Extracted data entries
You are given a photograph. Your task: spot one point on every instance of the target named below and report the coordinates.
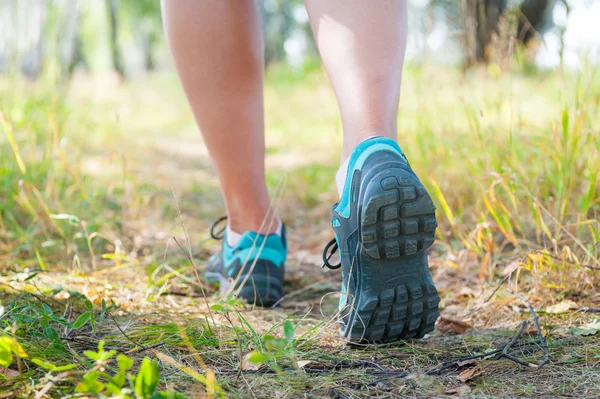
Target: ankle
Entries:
(266, 224)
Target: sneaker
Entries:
(253, 270)
(383, 225)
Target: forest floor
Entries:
(108, 197)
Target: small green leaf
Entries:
(5, 356)
(124, 362)
(257, 357)
(119, 379)
(47, 309)
(82, 320)
(93, 322)
(92, 355)
(65, 367)
(51, 334)
(288, 330)
(146, 379)
(167, 395)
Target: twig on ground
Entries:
(536, 321)
(589, 310)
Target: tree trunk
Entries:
(535, 15)
(117, 57)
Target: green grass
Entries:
(93, 174)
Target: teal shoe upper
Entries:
(357, 160)
(345, 213)
(255, 266)
(270, 248)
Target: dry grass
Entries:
(90, 212)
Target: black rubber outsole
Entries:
(395, 295)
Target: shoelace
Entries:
(332, 248)
(221, 232)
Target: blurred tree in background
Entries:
(56, 37)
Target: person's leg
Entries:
(218, 51)
(362, 46)
(217, 47)
(385, 219)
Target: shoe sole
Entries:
(395, 294)
(258, 290)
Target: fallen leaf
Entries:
(469, 374)
(8, 373)
(510, 268)
(249, 362)
(446, 324)
(459, 390)
(587, 329)
(303, 363)
(466, 362)
(562, 307)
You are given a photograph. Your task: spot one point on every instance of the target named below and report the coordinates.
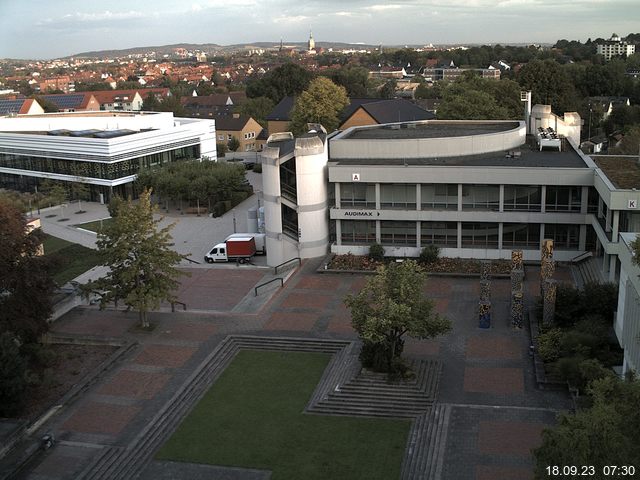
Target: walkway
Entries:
(488, 413)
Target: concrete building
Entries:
(102, 149)
(615, 47)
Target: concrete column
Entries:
(584, 200)
(612, 267)
(582, 240)
(616, 225)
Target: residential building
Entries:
(245, 129)
(74, 102)
(615, 47)
(20, 106)
(102, 149)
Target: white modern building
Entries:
(102, 149)
(615, 47)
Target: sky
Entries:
(43, 29)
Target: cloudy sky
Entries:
(54, 28)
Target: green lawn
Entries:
(69, 259)
(96, 225)
(252, 417)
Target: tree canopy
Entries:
(25, 283)
(286, 80)
(392, 304)
(321, 103)
(142, 266)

DIRECTIONS: Your task is to restate word for word the lines from the top of the data to the line containing "Target: shoelace", both ends included, with every picture left out.

RESPONSE BELOW:
You are given a photograph. Your task: spot one point on every instance of the target named below and report the coordinates.
Target: ankle
Entries:
(266, 224)
Target: sneaker
Entries:
(253, 270)
(383, 225)
Target: forest floor
Entries:
(108, 197)
Target: small green leaf
Entries:
(5, 356)
(124, 362)
(257, 357)
(119, 379)
(47, 309)
(82, 320)
(93, 322)
(92, 355)
(65, 367)
(51, 334)
(288, 330)
(146, 379)
(167, 395)
Target: twig on ground
Entries:
(536, 321)
(589, 310)
Target: tree trunk
Entries:
(535, 15)
(117, 57)
Target: green grass
Entries:
(93, 174)
Target: teal shoe upper
Entries:
(357, 160)
(345, 213)
(255, 266)
(270, 248)
Target: dry grass
Entries:
(90, 212)
Target: black rubber outsole
Entries:
(395, 295)
Target: shoelace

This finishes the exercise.